= Stated task =
Every record must be repeated exactly, with no omission.

Contour labeling entries:
---+---
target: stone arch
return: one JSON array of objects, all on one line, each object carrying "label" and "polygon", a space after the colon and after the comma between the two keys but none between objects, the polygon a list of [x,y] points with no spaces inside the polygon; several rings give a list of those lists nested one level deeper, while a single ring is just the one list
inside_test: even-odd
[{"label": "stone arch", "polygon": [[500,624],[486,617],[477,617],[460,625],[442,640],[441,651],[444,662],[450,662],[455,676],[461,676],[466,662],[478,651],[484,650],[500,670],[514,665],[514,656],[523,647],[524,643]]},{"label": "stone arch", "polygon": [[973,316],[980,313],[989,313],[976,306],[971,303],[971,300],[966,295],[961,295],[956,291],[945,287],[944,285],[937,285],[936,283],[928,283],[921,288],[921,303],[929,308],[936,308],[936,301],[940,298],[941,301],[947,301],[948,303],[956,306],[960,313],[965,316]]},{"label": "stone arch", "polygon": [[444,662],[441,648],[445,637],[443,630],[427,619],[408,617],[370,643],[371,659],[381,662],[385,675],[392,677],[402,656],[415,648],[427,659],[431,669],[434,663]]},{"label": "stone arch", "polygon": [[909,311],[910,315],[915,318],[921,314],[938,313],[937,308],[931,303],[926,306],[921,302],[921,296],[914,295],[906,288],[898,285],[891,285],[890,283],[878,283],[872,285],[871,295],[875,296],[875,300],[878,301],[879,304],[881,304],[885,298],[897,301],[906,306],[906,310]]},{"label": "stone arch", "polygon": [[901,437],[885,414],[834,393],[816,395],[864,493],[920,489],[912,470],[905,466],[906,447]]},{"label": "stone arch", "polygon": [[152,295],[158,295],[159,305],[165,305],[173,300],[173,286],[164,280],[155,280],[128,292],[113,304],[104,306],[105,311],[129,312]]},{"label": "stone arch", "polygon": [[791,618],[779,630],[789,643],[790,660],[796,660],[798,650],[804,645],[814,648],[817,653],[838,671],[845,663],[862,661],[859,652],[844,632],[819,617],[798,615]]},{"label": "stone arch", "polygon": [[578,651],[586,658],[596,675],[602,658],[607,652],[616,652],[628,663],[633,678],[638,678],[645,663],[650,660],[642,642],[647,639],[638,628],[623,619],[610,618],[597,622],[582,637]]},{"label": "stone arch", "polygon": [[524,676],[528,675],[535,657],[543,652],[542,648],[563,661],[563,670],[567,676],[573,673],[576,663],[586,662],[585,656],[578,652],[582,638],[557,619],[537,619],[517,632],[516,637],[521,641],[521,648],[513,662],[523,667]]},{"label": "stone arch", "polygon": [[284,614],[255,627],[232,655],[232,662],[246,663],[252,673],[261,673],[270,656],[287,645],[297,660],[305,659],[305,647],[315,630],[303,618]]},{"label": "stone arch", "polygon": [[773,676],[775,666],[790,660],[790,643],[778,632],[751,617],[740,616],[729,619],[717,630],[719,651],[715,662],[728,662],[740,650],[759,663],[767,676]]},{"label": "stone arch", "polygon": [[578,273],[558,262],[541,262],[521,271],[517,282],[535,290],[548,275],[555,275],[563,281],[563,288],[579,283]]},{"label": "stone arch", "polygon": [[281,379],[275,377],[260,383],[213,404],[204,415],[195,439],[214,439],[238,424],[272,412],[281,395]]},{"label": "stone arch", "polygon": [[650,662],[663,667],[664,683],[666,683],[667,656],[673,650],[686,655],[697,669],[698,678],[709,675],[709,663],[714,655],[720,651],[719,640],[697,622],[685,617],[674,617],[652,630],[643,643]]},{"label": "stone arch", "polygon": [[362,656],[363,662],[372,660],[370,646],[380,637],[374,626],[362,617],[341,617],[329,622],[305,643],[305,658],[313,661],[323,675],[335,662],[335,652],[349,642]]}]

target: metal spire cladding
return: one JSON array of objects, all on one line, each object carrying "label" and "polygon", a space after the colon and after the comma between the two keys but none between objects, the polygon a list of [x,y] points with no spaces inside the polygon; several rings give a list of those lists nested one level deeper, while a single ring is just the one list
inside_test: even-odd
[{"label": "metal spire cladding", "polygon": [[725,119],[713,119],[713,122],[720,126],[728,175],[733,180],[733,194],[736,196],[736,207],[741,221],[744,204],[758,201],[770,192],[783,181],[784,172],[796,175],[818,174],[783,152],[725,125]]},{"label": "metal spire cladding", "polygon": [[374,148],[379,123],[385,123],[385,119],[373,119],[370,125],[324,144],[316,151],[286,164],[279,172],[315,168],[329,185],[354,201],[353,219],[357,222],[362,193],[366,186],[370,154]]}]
---+---
= Solution to the exercise =
target: stone arch
return: one JSON array of objects, all on one line, each object carrying "label" and "polygon", a space after the colon and after the comma between the two keys but none between objects, the polygon a list of [x,y] points with no spaces inside the polygon; several rings give a list of those lists nested one level deeper, while a single ring is just the one list
inside_test: even-odd
[{"label": "stone arch", "polygon": [[500,624],[486,617],[477,617],[460,625],[442,640],[441,651],[444,662],[450,662],[455,676],[461,676],[466,662],[478,651],[484,650],[500,670],[514,665],[514,656],[523,647],[524,643]]},{"label": "stone arch", "polygon": [[973,316],[980,313],[989,313],[976,306],[971,303],[971,300],[966,295],[961,295],[956,291],[945,287],[944,285],[937,285],[936,283],[928,283],[921,288],[921,303],[929,308],[936,308],[936,301],[940,298],[941,301],[947,301],[948,303],[956,306],[960,313],[965,316]]},{"label": "stone arch", "polygon": [[444,662],[441,648],[445,637],[443,630],[427,619],[408,617],[370,643],[371,659],[381,662],[385,675],[392,677],[402,656],[415,648],[427,659],[431,669],[434,663]]},{"label": "stone arch", "polygon": [[909,311],[910,315],[915,318],[921,314],[938,313],[937,308],[931,303],[926,306],[921,302],[921,296],[914,295],[906,288],[898,285],[891,285],[890,283],[878,283],[872,285],[871,295],[875,296],[875,300],[878,301],[879,304],[881,304],[885,298],[897,301],[906,306],[906,310]]},{"label": "stone arch", "polygon": [[901,437],[885,414],[834,393],[816,395],[864,493],[920,489],[912,470],[905,466],[906,447]]},{"label": "stone arch", "polygon": [[152,295],[158,295],[159,305],[165,305],[173,300],[173,286],[164,280],[155,280],[128,292],[113,304],[104,306],[105,311],[129,312]]},{"label": "stone arch", "polygon": [[791,618],[779,630],[789,643],[790,660],[796,660],[798,650],[804,645],[814,648],[817,653],[838,671],[845,663],[862,661],[859,652],[844,632],[819,617],[798,615]]},{"label": "stone arch", "polygon": [[578,651],[586,658],[596,675],[602,658],[607,652],[616,652],[628,663],[633,678],[638,678],[645,663],[650,660],[642,642],[647,639],[638,628],[623,619],[610,618],[597,622],[582,637]]},{"label": "stone arch", "polygon": [[524,676],[528,675],[535,657],[543,652],[542,648],[563,661],[563,670],[567,676],[573,673],[576,663],[586,662],[585,656],[578,652],[582,638],[557,619],[537,619],[517,632],[516,637],[521,641],[521,648],[513,662],[523,667]]},{"label": "stone arch", "polygon": [[284,614],[255,627],[232,655],[232,662],[246,663],[252,673],[261,673],[270,656],[287,645],[297,660],[305,659],[305,647],[315,630],[303,618]]},{"label": "stone arch", "polygon": [[773,676],[775,666],[790,660],[790,643],[778,632],[751,617],[740,616],[729,619],[717,630],[719,651],[715,662],[728,662],[740,650],[759,663],[767,676]]},{"label": "stone arch", "polygon": [[578,273],[558,262],[541,262],[521,271],[517,282],[535,290],[548,275],[555,275],[563,281],[563,288],[579,283]]},{"label": "stone arch", "polygon": [[281,379],[275,377],[260,383],[213,404],[204,415],[195,439],[214,439],[238,424],[272,412],[281,395]]},{"label": "stone arch", "polygon": [[650,662],[663,667],[664,683],[666,683],[667,656],[673,650],[686,655],[697,669],[698,678],[709,675],[709,663],[714,655],[720,651],[719,640],[697,622],[685,617],[674,617],[652,630],[643,643]]},{"label": "stone arch", "polygon": [[362,656],[363,662],[372,660],[370,646],[380,637],[374,626],[362,617],[341,617],[329,622],[305,643],[305,658],[313,661],[323,675],[335,662],[335,652],[349,642]]}]

target: metal spire cladding
return: one JSON array of objects, all on one line, each object carrying "label" and "polygon", a space after the colon and after the comma between the two keys but none between objects, the polygon a list of [x,y] points with no spaces inside the polygon; several rings give a list of those lists nested one level deeper, while a single ring is just the one list
inside_test: even-odd
[{"label": "metal spire cladding", "polygon": [[725,119],[713,119],[713,122],[720,126],[728,175],[733,180],[733,194],[736,196],[736,207],[741,221],[744,204],[758,201],[770,192],[783,181],[784,172],[796,175],[818,174],[783,152],[725,125]]},{"label": "metal spire cladding", "polygon": [[374,148],[379,123],[385,123],[385,119],[373,119],[370,125],[324,144],[316,151],[286,164],[279,172],[315,168],[329,185],[354,201],[353,219],[357,222],[362,193],[366,186],[370,154]]}]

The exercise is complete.